**Task prompt:**
Retype the line in which "Mark the region of each instance of the window;" appears, then every line after it until the records end. Leave out the pictures.

**Extracted information:**
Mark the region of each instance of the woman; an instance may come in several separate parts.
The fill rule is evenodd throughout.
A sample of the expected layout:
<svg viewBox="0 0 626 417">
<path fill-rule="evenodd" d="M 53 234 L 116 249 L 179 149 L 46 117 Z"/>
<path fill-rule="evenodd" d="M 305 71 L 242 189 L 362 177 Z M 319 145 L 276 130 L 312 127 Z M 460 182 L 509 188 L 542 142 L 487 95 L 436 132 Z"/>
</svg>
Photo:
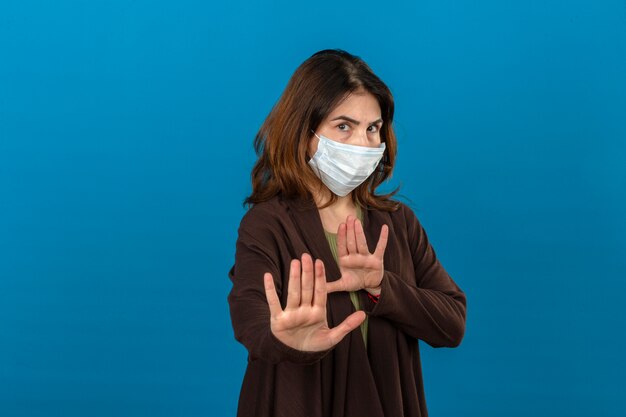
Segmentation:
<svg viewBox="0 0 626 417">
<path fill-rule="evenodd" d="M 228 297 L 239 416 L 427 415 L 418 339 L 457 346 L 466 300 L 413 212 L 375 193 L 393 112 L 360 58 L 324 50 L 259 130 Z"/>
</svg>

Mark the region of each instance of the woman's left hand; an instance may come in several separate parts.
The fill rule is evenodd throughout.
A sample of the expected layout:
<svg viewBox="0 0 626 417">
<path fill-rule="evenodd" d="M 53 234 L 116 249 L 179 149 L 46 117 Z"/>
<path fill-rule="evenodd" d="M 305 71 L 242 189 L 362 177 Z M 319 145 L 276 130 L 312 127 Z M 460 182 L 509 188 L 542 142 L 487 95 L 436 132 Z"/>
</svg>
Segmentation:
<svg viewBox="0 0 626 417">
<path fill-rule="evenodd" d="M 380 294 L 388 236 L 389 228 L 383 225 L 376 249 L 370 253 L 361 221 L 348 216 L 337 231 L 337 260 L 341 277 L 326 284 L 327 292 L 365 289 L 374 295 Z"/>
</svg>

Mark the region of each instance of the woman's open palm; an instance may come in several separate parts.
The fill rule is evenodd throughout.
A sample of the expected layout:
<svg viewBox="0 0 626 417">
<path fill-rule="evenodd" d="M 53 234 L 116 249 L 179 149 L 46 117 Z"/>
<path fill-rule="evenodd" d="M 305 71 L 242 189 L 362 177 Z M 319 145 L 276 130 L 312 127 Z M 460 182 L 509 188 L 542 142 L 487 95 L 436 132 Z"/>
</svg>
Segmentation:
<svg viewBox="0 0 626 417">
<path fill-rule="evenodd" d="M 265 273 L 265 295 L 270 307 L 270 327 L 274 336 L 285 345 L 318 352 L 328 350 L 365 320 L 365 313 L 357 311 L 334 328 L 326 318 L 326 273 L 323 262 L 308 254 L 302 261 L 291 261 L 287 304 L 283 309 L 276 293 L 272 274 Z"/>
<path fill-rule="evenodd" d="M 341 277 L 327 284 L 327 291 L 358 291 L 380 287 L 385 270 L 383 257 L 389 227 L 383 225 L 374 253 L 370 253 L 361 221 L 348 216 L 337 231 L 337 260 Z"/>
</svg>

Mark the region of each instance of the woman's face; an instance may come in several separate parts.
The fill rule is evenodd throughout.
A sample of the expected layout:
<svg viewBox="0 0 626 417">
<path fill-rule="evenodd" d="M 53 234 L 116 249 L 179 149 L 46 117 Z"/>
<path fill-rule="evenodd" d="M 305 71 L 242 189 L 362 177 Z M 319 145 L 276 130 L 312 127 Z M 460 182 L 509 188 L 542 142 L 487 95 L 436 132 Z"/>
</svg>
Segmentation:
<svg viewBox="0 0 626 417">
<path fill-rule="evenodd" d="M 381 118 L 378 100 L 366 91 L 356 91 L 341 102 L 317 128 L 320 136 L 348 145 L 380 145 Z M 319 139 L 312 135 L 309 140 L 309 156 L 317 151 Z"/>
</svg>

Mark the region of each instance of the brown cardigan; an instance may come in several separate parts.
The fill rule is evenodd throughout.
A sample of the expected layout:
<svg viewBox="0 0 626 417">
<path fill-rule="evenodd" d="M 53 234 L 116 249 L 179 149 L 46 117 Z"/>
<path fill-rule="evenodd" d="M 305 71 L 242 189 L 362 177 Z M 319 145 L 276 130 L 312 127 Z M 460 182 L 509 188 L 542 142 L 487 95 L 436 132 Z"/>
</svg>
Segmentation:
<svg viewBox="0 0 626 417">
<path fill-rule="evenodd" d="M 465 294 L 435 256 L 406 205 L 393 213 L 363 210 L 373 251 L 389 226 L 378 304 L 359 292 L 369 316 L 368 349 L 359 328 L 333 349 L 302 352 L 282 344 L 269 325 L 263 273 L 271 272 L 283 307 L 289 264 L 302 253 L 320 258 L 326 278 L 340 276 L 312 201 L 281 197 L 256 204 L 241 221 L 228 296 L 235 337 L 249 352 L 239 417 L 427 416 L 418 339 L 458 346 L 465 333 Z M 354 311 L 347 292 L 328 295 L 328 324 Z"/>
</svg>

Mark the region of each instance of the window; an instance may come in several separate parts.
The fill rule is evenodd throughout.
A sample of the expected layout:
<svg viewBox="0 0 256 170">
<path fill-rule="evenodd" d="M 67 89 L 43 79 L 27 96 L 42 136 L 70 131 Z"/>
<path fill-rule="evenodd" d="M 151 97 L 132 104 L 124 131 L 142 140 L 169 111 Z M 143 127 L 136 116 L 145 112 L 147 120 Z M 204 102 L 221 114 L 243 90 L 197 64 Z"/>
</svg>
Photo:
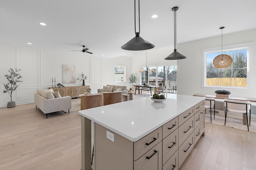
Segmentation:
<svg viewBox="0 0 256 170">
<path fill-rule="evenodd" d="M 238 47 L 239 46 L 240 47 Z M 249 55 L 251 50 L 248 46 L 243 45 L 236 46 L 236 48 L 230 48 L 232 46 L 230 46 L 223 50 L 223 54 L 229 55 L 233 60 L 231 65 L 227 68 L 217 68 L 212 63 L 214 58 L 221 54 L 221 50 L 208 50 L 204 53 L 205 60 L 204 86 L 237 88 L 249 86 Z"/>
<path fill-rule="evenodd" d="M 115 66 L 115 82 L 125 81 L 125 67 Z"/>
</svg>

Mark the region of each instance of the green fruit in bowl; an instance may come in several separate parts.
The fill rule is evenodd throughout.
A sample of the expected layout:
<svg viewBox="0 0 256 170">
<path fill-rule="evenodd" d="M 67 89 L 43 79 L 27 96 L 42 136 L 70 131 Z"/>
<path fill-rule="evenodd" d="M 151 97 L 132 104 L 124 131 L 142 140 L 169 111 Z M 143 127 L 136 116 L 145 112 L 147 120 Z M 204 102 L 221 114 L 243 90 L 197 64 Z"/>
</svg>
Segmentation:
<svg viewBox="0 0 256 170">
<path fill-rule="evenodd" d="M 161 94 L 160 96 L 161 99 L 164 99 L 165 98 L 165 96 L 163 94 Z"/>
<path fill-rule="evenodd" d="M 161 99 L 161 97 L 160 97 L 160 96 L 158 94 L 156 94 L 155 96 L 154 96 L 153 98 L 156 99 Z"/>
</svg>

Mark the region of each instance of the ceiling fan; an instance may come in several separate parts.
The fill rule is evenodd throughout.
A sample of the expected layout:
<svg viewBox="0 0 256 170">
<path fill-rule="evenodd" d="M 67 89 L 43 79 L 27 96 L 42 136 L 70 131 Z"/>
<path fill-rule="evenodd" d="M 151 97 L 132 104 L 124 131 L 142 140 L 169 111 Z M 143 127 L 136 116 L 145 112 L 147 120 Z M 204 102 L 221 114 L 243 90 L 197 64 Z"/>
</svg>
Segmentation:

**The output:**
Mark the region of each instance of the window; an instance may come in several separate parts.
The fill rule is evenodd throughout.
A sample of the expected layout:
<svg viewBox="0 0 256 170">
<path fill-rule="evenodd" d="M 67 89 L 43 79 L 27 96 L 42 136 L 70 131 Z"/>
<path fill-rule="evenodd" d="M 151 97 L 132 104 L 124 131 L 142 140 L 169 111 Z M 143 127 L 136 116 L 145 112 L 147 120 Z M 204 102 L 221 114 L 243 90 L 197 64 Z"/>
</svg>
Photo:
Segmentation:
<svg viewBox="0 0 256 170">
<path fill-rule="evenodd" d="M 238 47 L 239 46 L 240 47 Z M 249 55 L 251 50 L 248 46 L 243 45 L 236 46 L 236 48 L 230 48 L 232 46 L 230 46 L 223 50 L 223 54 L 229 55 L 233 60 L 231 65 L 227 68 L 217 68 L 212 63 L 214 58 L 221 54 L 221 50 L 208 50 L 204 53 L 205 60 L 204 86 L 237 88 L 249 86 Z"/>
<path fill-rule="evenodd" d="M 115 66 L 115 82 L 125 81 L 125 67 Z"/>
</svg>

Mark the region of each instance of the green fruit in bowl; an instance may come in several separate parts.
The fill rule is evenodd throughout.
A sample of the expected layout:
<svg viewBox="0 0 256 170">
<path fill-rule="evenodd" d="M 67 89 L 43 79 L 27 96 L 42 136 L 70 131 Z"/>
<path fill-rule="evenodd" d="M 151 97 L 132 104 L 124 131 L 142 140 L 169 111 Z M 143 127 L 136 116 L 145 112 L 147 120 Z M 204 102 L 221 114 L 243 90 L 197 64 Z"/>
</svg>
Segmentation:
<svg viewBox="0 0 256 170">
<path fill-rule="evenodd" d="M 161 94 L 160 96 L 161 99 L 164 99 L 165 98 L 165 96 L 163 94 Z"/>
<path fill-rule="evenodd" d="M 161 99 L 161 97 L 160 97 L 160 96 L 158 94 L 156 94 L 155 96 L 154 96 L 153 98 L 156 99 Z"/>
</svg>

Mark the region of each instance of the ceiling fan; an instance may come in several separate parts.
The fill rule is evenodd throughout.
A sample of the expected layout:
<svg viewBox="0 0 256 170">
<path fill-rule="evenodd" d="M 67 89 L 43 79 L 27 96 L 42 136 L 70 131 Z"/>
<path fill-rule="evenodd" d="M 151 97 L 132 104 L 124 131 L 142 140 L 169 111 Z M 143 127 L 136 116 L 145 112 L 147 120 Z M 204 102 L 221 114 L 243 90 L 197 64 Z"/>
</svg>
Segmentation:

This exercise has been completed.